That may be the thing
I miss most about northern Vermont,
walking my dog beneath the twinkling whispers
of the lighted dome above.
The colder it got,
and sometimes it went down to 20 below,
the more spectacularly
the solar system rained down upon us.

But from wherever we look at the night sky,
whether Seneca Lake or Tahoe,
the light from the star closest to our sun
takes four years to get here.

Light from the most distant stars we see at night
has taken up to ten millennia to reach us.
So while we see those sparkling orbs up there
the light we are seeing from them was actually created
between four and ten thousand years ago!

In other words,
we are not actually seeing those stars
when we look up;
instead we are seeing the past.
Think about that, just hover on it for a moment.

What we see is not what it is, rather,
what we see is what was – years and years ago,
and in some cases thousands of years ago.
We think we are seeing those stars and that light
as they are in real time,
but we are only seeing what they once were.
In fact, some of that light
is emanating from sources that no longer exist.
Some of that light
is but the ghostly image of what was
but is no longer exists.

That fact about the stars at night
is a wonderful metaphor for what we say about God.

In other words,
everything we read about God in the Bible
or literature from sages and saints,
including everything we read about Jesus,
is the same kind of light mirage
as the stars we see at night.
What we say
and what we see
is not actually God and Jesus
but what we imagine are God and Jesus.

You already know that,
but I remind us of it
because we are walking through
the Baptismal Covenant,
and we need some humility in order to remember
we are dust
and to dust we shall return.

We need the humility of knowing
we only see into a mirror darkly
rather than pretending we know
all about God and Jesus
because the Bible
and the creeds
and the hymns and the Baptismal Covenant tells us so.

We are too small,
and our information is too limited
for us to truly know what we want to know.

So we begin with that serving of humble pie
as we move into promise four
of the five promises of our Baptismal Covenant.
(This is s sermon series

for those of you that just walked in,
but each week is coherent without the other weeks –
at least in my demented mind).
Promise four is about ministry.

=====

◆ Set problem a: In the entries, swap "scan" for "image" on every line from the first entry line through the line holding "[334,102,358,173]", inclusive. Give those lines back with nothing else altered, and leave out the pictures.
The entries have no connection to the sermon.

=====

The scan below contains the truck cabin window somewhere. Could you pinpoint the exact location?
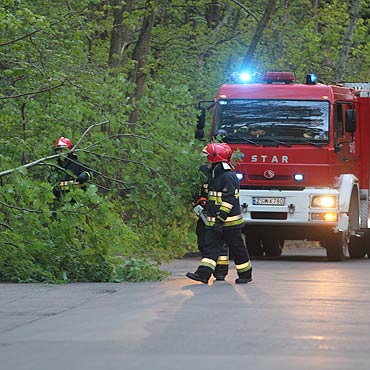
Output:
[214,99,330,145]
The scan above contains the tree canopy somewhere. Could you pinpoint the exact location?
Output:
[0,0,370,281]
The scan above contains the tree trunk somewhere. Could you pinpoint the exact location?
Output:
[243,0,276,67]
[335,0,360,82]
[108,0,135,68]
[129,1,156,132]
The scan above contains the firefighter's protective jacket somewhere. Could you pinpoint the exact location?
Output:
[48,155,92,198]
[207,162,244,227]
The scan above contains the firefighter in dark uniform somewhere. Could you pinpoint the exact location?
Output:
[48,136,92,198]
[186,143,252,284]
[193,164,229,281]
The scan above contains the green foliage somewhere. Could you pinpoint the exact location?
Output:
[0,0,370,282]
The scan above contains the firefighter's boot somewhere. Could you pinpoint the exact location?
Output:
[186,266,213,284]
[235,269,252,284]
[213,261,229,281]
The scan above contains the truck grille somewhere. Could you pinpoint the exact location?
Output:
[251,212,288,220]
[248,175,291,181]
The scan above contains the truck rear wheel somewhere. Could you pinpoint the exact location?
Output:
[323,232,349,262]
[262,238,283,257]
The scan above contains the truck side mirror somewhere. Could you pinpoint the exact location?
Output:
[345,109,356,138]
[195,107,206,140]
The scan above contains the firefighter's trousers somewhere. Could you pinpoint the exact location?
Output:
[196,227,252,279]
[195,218,229,278]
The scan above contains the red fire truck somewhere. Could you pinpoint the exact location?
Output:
[196,72,370,261]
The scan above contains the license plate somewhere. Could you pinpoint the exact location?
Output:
[253,197,285,206]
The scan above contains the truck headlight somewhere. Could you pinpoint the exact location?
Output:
[311,195,337,208]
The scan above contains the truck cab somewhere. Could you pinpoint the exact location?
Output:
[197,72,370,261]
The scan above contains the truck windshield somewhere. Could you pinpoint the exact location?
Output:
[214,99,329,145]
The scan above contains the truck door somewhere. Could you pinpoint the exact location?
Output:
[334,102,358,173]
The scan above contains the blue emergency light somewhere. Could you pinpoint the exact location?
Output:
[306,73,317,85]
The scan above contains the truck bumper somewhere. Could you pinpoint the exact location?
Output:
[239,188,349,240]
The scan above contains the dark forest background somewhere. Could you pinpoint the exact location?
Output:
[0,0,370,282]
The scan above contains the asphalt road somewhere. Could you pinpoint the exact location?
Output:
[0,248,370,370]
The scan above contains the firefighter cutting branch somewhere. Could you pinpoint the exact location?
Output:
[48,136,92,198]
[186,143,252,284]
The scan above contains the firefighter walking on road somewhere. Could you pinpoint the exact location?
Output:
[186,143,252,284]
[193,164,229,281]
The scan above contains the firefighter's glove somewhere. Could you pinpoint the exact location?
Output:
[213,218,224,235]
[194,197,207,208]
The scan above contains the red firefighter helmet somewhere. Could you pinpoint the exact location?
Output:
[202,143,233,163]
[54,136,73,150]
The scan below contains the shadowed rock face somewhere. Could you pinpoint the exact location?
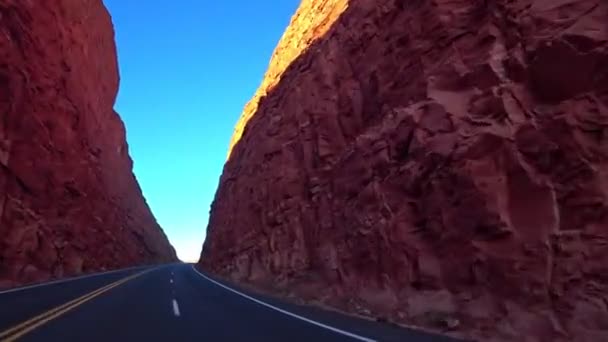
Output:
[200,0,608,341]
[0,0,176,287]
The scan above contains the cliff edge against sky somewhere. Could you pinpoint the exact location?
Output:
[200,0,608,341]
[0,0,176,287]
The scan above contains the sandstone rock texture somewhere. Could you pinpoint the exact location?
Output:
[200,0,608,341]
[0,0,176,287]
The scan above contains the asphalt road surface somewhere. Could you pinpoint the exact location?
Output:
[0,264,464,342]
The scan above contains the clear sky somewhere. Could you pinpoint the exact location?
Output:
[104,0,299,261]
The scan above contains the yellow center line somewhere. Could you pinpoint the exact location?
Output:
[0,270,150,342]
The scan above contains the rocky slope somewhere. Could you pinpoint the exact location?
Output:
[200,0,608,341]
[0,0,176,287]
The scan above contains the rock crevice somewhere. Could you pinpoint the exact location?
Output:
[0,0,176,287]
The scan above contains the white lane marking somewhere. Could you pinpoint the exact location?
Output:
[0,264,180,295]
[173,299,179,317]
[192,265,376,342]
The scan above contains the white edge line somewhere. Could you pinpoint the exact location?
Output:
[192,265,376,342]
[0,264,178,295]
[173,299,179,317]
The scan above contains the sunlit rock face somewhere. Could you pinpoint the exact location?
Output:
[0,0,176,287]
[200,0,608,341]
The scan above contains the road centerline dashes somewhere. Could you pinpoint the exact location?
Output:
[0,270,150,342]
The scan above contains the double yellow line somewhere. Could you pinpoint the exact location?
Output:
[0,270,150,342]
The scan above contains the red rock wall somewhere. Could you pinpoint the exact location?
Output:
[200,0,608,341]
[0,0,176,287]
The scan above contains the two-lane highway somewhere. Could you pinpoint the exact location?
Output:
[0,264,464,342]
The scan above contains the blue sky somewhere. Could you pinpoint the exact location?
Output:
[104,0,299,260]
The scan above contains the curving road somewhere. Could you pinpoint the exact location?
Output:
[0,264,464,342]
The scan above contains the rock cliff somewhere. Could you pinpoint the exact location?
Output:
[200,0,608,341]
[0,0,176,287]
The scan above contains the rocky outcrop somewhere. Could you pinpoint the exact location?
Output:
[0,0,176,287]
[200,0,608,341]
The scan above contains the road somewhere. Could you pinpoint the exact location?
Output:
[0,264,464,342]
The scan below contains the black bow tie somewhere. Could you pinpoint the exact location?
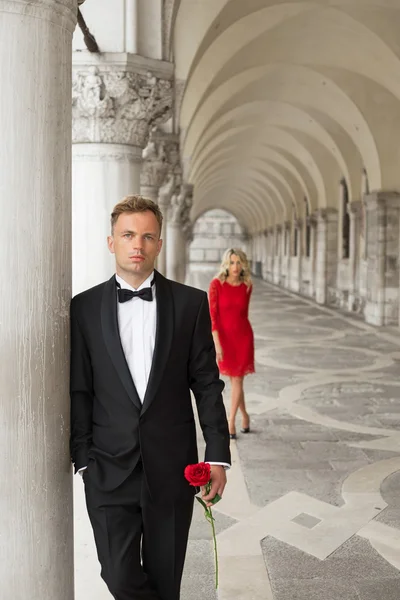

=====

◆ Set problem b: Write out the sermon word for word, from "So while we" through "for a moment.", including both.

◆ Worked solution a:
The image below contains the truck cabin window somewhere. Could you pinpoint the exact location?
Output:
[214,99,330,145]
The image above contains the tree canopy somewhere. Could you pinpoint the exact location?
Output:
[0,0,370,281]
The image above contains the tree trunk somewhere. Could you pinpoint the exact location?
Output:
[243,0,276,67]
[335,0,360,82]
[108,0,135,68]
[129,1,156,132]
The image above contains the firefighter's protective jacket somewhere. Could you pinpoint the exact location?
Output:
[48,155,92,198]
[207,162,244,227]
The image above contains the firefighter in dark uniform somewhere. Could you pinpoint the exact location?
Output:
[48,136,92,198]
[186,143,252,284]
[193,164,229,281]
The image above contains the green foliage somewhere. Could you pinpoint the exact location?
Output:
[0,0,370,282]
The image above contains the firefighter's boot somewhere. Could you pinpoint the exact location?
Output:
[186,266,213,284]
[235,269,252,284]
[213,261,229,281]
The image above contains the truck grille somewhere. Could you pinpoint the exact location?
Output:
[251,212,288,220]
[248,175,291,181]
The image above contains the truck rear wheel somewhere. Could you pinpoint the exact location?
Output:
[323,232,349,262]
[262,238,283,257]
The image above contains the truck side mirror somewhere. Could you pinpoint the exact location?
Output:
[345,109,356,138]
[195,107,206,140]
The image above contains the firefighter's trousers somewhere. Could you pinpoint the exact location?
Output:
[196,227,252,279]
[195,218,229,278]
The image above contains the red fire truck somewhere. Could you pinpoint the exact location?
Output:
[196,72,370,261]
The image above contains the license plate somewhere. Could you pinpoint the exact location?
Output:
[253,197,285,206]
The image above contains the truck headlight somewhere. Could you pinpoint the exact location?
Output:
[311,195,337,208]
The image above contains the truck cab somewhere. Could you pinpoint the exact location?
Output:
[197,72,370,261]
The image above contains the truck windshield somewhere. Could you pinpoint the exact location?
Output:
[214,99,329,145]
The image above contains the truck door somewhere. Could you pinpoint the exact location?
Output:
[334,102,358,173]

◆ Worked solution b:
So while we see those sparkling orbs up there
the light we are seeing from them was actually created
between four and ten thousand years ago!

In other words,
we are not actually seeing those stars
when we look up;
instead we are seeing the past.
Think about that, just hover on it for a moment.